# RECORDS FOR THE EXERCISE:

* * * * *

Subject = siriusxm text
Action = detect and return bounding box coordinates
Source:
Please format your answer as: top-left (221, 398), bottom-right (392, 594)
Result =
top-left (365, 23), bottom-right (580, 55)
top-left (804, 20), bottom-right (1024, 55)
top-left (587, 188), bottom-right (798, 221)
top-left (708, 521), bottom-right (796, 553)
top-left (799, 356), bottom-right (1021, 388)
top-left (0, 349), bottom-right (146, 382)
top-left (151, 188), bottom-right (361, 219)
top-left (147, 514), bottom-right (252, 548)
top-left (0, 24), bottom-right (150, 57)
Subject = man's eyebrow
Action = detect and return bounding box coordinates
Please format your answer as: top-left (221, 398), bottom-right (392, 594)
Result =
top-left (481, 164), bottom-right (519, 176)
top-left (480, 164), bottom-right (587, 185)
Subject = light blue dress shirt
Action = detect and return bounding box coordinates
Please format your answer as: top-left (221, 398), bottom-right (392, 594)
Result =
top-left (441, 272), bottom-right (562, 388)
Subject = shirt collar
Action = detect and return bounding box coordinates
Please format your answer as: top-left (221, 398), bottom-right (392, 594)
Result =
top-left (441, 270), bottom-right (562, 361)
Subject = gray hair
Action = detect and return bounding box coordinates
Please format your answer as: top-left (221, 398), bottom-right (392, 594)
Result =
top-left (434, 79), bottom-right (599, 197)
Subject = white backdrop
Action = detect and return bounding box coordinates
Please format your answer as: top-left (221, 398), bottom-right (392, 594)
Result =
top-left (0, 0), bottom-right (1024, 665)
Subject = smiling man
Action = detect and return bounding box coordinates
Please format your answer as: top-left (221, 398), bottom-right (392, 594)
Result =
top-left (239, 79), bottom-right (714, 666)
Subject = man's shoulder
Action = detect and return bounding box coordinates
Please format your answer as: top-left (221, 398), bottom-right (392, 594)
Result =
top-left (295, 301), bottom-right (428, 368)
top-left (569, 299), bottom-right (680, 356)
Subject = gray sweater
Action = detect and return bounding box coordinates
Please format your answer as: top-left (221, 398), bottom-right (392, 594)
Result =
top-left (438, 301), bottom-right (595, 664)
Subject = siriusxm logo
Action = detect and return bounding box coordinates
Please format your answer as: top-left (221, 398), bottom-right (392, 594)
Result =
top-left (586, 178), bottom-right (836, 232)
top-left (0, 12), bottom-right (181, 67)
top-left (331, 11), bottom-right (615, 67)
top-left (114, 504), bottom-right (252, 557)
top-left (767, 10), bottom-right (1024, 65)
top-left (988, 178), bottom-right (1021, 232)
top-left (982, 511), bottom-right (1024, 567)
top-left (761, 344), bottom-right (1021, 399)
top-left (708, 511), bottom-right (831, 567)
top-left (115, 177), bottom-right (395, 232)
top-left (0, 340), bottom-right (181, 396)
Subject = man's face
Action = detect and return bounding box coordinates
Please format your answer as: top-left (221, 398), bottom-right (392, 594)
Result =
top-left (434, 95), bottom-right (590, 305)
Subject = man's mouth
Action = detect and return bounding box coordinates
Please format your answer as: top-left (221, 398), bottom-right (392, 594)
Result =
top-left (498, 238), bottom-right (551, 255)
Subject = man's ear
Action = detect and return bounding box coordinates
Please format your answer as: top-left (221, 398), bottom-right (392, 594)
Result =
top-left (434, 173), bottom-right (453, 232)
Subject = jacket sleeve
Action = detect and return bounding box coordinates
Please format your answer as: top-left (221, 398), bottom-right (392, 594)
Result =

* * * * *

Reproduce all of the records above line for line, without changing a single character.

Subject = siriusxm text
Action = detect and return bounding box coordinates
Source:
Please format your answer as: top-left (221, 398), bottom-right (392, 594)
Result =
top-left (365, 23), bottom-right (580, 55)
top-left (804, 20), bottom-right (1024, 55)
top-left (587, 188), bottom-right (798, 221)
top-left (708, 521), bottom-right (796, 553)
top-left (799, 356), bottom-right (1021, 388)
top-left (0, 349), bottom-right (146, 382)
top-left (151, 188), bottom-right (361, 219)
top-left (147, 514), bottom-right (252, 548)
top-left (0, 24), bottom-right (150, 57)
Subject = man's eyebrow
Action = detect and return bounding box coordinates
Please format your answer as: top-left (221, 398), bottom-right (392, 594)
Result =
top-left (481, 164), bottom-right (519, 176)
top-left (480, 164), bottom-right (587, 185)
Subject = light blue dress shirt
Action = detect and return bounding box coordinates
Please format your answer as: top-left (221, 398), bottom-right (392, 594)
Result =
top-left (441, 272), bottom-right (562, 388)
Subject = shirt collar
Action = detect and return bounding box coordinates
Please format your answer as: top-left (221, 398), bottom-right (392, 594)
Result =
top-left (441, 270), bottom-right (562, 361)
Subject = gray hair
Action = detect and return bounding box coordinates
Please format your answer as: top-left (221, 398), bottom-right (392, 594)
Result =
top-left (434, 79), bottom-right (599, 197)
Subject = white backdrop
Action = detect and return bounding box coordinates
Please format your answer as: top-left (221, 398), bottom-right (392, 594)
Result =
top-left (0, 0), bottom-right (1024, 665)
Subject = smiling man
Action = detect and return bounding box coordinates
Please format your answer as: top-left (221, 398), bottom-right (392, 594)
Result =
top-left (239, 79), bottom-right (714, 666)
Subject = man's shoulder
Action = detect and return bounding box coordinates
Please format your answer as: top-left (221, 398), bottom-right (392, 594)
Result =
top-left (295, 301), bottom-right (428, 368)
top-left (569, 299), bottom-right (680, 356)
Subject = gray sweater
Action = detect and return bounding box coordinates
Please format your answer as: top-left (221, 398), bottom-right (392, 594)
Result =
top-left (438, 301), bottom-right (595, 664)
Subject = siriusxm logo
Action = detect and return bounding box coordinates
Please format your answer as: top-left (221, 398), bottom-right (392, 594)
Result =
top-left (586, 178), bottom-right (836, 232)
top-left (0, 12), bottom-right (181, 67)
top-left (331, 11), bottom-right (615, 67)
top-left (114, 504), bottom-right (252, 557)
top-left (767, 10), bottom-right (1024, 65)
top-left (988, 178), bottom-right (1021, 232)
top-left (982, 511), bottom-right (1024, 567)
top-left (761, 344), bottom-right (1021, 399)
top-left (708, 511), bottom-right (831, 567)
top-left (115, 177), bottom-right (395, 232)
top-left (0, 340), bottom-right (181, 396)
Subject = man's face
Action = detect and return bounding box coordinates
Please format your answer as: top-left (221, 398), bottom-right (392, 594)
Result =
top-left (434, 95), bottom-right (590, 305)
Subject = man's mouth
Action = detect and return bounding box coordinates
Please format your answer as: top-left (221, 398), bottom-right (392, 594)
Result =
top-left (498, 238), bottom-right (551, 255)
Subject = man's ear
Action = detect and return bounding box coordinates
Please format your answer as: top-left (221, 398), bottom-right (392, 594)
Result =
top-left (434, 173), bottom-right (453, 232)
Subject = jacket sleeve
Action = detect and return bounding box coordinates
Please format your answer as: top-left (221, 398), bottom-right (392, 594)
Result =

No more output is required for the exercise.